# Brano di riferimento:
=======

Nella società della fine del lavoro vengono meno numerosi ammortizzatori sociali che nel disegno classico dello Stato sociale erano in grado di mitigare gli effetti del ciclo economico sulla occupazione. Alcuni ammortizzatori del conflitto/crisi permangono; essi però non vengono distribuiti con criteri universalistici. Per un mondo del lavoro già garantito da rapporti a tempo indeterminato e da una rete di protezione che tutela la continuità del lavoro sono previste misure che mitigano gli effetti delle crisi. Per il nuovo mondo del lavoro precario non esistono viceversa benefici capaci di alleviare una condizione di bisogno congiunturale. Ancor meno per il non lavoro, per la lunga latenza tra formazione e lavoro, per l’espulsione tecnologica dal lavoro.
Nello Stato sociale sono apparse di recente forme inaspettate di ammortizzazione sociale. I benefici erogati a favore dei lavoratori stabili si ridistribuiscono spesso a favore della prole, delle seconde e terze generazioni. L’appartenenza ad una famiglia dotata di garanzie (continuità nel lavoro, stabilità del reddito, protezione sociale, abitazione adeguata) offre alcuni benefici a coloro che sono destinati alla nuova precarietà. Ma si tratta di benefici che non si distribuiscono equamente e che incidono fortemente sul processo di formazione dell’individuo, riducendone l’autonomia, frenandone la creatività e la competitività.

=======

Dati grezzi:
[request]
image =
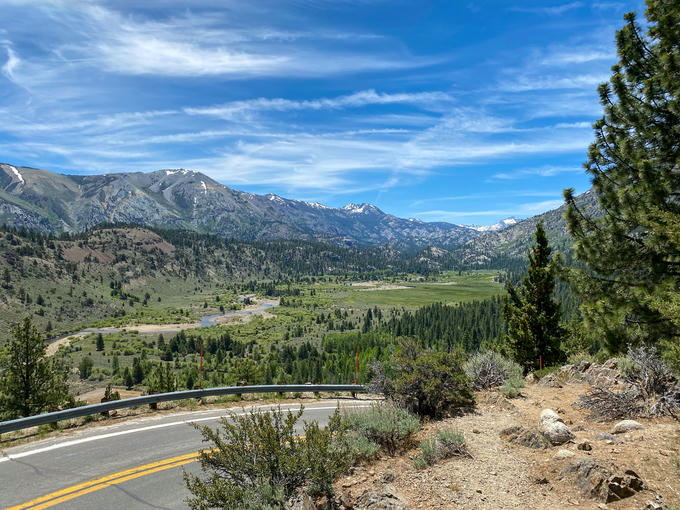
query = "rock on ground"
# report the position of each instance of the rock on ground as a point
(626, 426)
(553, 428)
(531, 438)
(597, 480)
(563, 454)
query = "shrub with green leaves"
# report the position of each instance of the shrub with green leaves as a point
(430, 383)
(489, 369)
(512, 387)
(386, 426)
(258, 461)
(447, 444)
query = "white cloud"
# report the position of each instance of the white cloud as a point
(550, 10)
(544, 171)
(10, 65)
(520, 211)
(529, 83)
(355, 100)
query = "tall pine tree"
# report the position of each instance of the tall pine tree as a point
(531, 312)
(31, 383)
(631, 289)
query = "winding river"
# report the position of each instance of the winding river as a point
(152, 329)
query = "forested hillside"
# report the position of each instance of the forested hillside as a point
(107, 272)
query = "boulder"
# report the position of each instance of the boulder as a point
(550, 381)
(626, 426)
(563, 454)
(553, 428)
(383, 499)
(557, 432)
(605, 436)
(601, 481)
(549, 416)
(530, 438)
(585, 446)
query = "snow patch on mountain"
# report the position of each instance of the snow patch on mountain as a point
(496, 227)
(17, 174)
(276, 198)
(317, 205)
(179, 171)
(361, 208)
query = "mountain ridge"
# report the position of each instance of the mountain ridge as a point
(180, 198)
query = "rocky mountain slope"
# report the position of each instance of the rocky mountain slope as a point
(51, 203)
(514, 241)
(107, 272)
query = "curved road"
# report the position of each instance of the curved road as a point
(132, 465)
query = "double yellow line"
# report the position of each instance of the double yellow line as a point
(81, 489)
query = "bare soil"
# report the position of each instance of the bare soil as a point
(501, 475)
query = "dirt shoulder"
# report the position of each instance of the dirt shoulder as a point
(502, 475)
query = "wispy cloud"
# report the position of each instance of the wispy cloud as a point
(520, 211)
(358, 99)
(11, 64)
(544, 171)
(550, 10)
(499, 195)
(527, 83)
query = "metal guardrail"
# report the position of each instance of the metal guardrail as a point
(76, 412)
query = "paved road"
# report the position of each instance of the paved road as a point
(132, 465)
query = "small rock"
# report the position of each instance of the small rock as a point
(598, 480)
(604, 436)
(563, 454)
(548, 416)
(611, 364)
(550, 381)
(553, 428)
(388, 477)
(626, 426)
(531, 438)
(585, 446)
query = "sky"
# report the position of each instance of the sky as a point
(459, 111)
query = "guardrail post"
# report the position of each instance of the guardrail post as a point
(107, 405)
(153, 405)
(104, 413)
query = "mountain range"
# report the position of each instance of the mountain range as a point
(53, 203)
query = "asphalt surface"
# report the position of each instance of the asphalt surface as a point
(136, 464)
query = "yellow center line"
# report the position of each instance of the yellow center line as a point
(81, 489)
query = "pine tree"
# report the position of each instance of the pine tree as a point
(531, 312)
(633, 248)
(30, 383)
(127, 379)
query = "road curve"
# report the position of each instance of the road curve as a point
(132, 465)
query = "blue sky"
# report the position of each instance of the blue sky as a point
(457, 111)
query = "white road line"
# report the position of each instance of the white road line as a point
(143, 429)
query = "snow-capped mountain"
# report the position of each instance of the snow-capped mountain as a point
(496, 227)
(181, 198)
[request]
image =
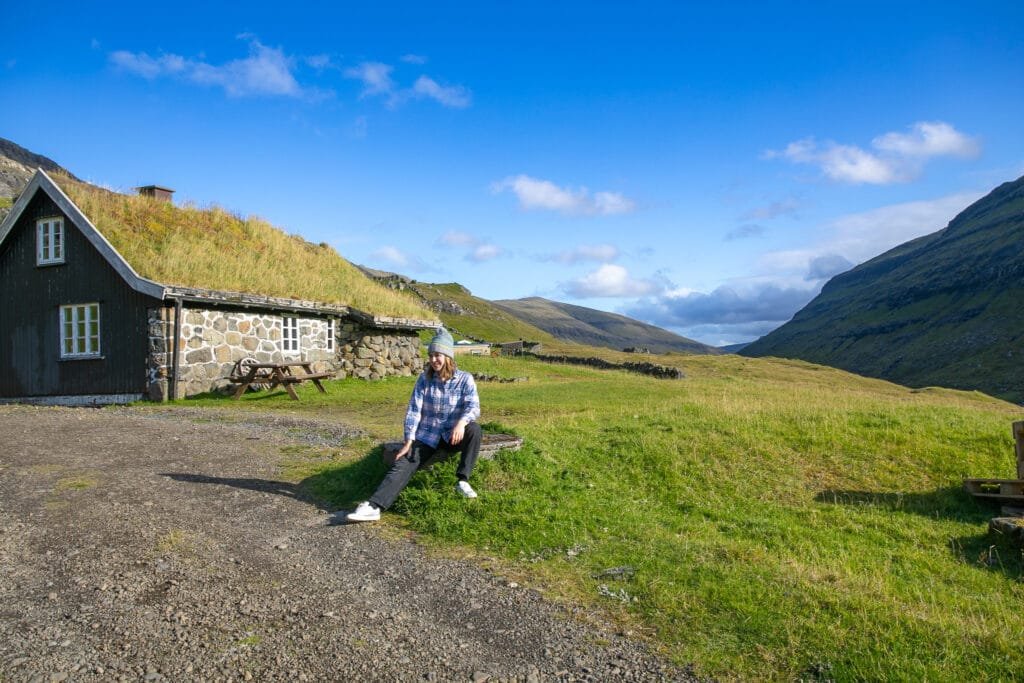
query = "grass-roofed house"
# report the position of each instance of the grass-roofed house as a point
(108, 297)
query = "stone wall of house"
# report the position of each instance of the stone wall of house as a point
(371, 354)
(214, 340)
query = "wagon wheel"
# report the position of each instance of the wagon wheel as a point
(243, 368)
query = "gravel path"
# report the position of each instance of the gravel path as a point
(134, 548)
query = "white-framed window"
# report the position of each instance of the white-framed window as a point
(49, 241)
(290, 342)
(80, 331)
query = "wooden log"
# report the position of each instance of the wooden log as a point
(489, 445)
(1019, 446)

=======

# Obiettivo 1:
Nel brano sugli ammortizzatori sociali, per quale mondo del lavoro non esistono benefici capaci di alleviare una condizione di bisogno congiunturale?
# Obiettivo 2:
Per favore, prosegui il brano sugli ammortizzatori sociali a partire dalla sua ultima frase.

# Risposta 1:
Per il nuovo mondo del lavoro precario.

# Risposta 2:
Uno studioso di età vittoriana Henry Sumner Maine divenne celebre negli studi sociologici per la definizione di uno schema capace di riassumere le caratteristiche della moderna società industriale. Per Maine il progresso si accompagnava al passaggio dallo status al contratto. Il mondo industriale moderno si affermava nel momento in cui l’individuo poteva misurarsi nella competizione sociale senza il condizionamento delle posizioni di partenza familiari. Lo schema di Maine conteneva elementi apologetici (la competizione mercantile e imprenditoriale contrapposta al privilegio di nascita, l’operosità borghese contrapposta all’ozio dell’aristocrazia continentale) ma in fondo descriveva bene una società industriale diversa da quella feudale perché libera dell’ipoteca della nascita, delle origini, della appartenenza. La Rivoluzione francese aveva abolito i titoli nobiliari, l’industria in Inghilterra, in Francia, in Germania, in Italia era il frutto dell’inventiva di uomini capaci di competere e di emergere in virtù del merito e non degli ascendenti!
Oggi lo schema di Maine è esattamente capovolto nei paesi sviluppati dell’Europa; qui dal contratto si torna allo status, dalla competizione paritaria si passa a un inserimento sociale guidato e determinato dalla appartenenza familiare. Una società nella quale si riducono le occasioni di lavoro stabile, nella quale precarietà e variabilità diventano elementi connaturati alla prestazione di opera è una società nella quale le posizioni di partenza pesano in modo sempre maggiore, consentono di decollare da posizioni più avanzate, consentono di resistere agli incerti dell’itinerario professionale, consentono una gamma di scelte più vasta, ed è anche una società nella quale possono moltiplicarsi le occasioni di marginalizzazione e di esclusione.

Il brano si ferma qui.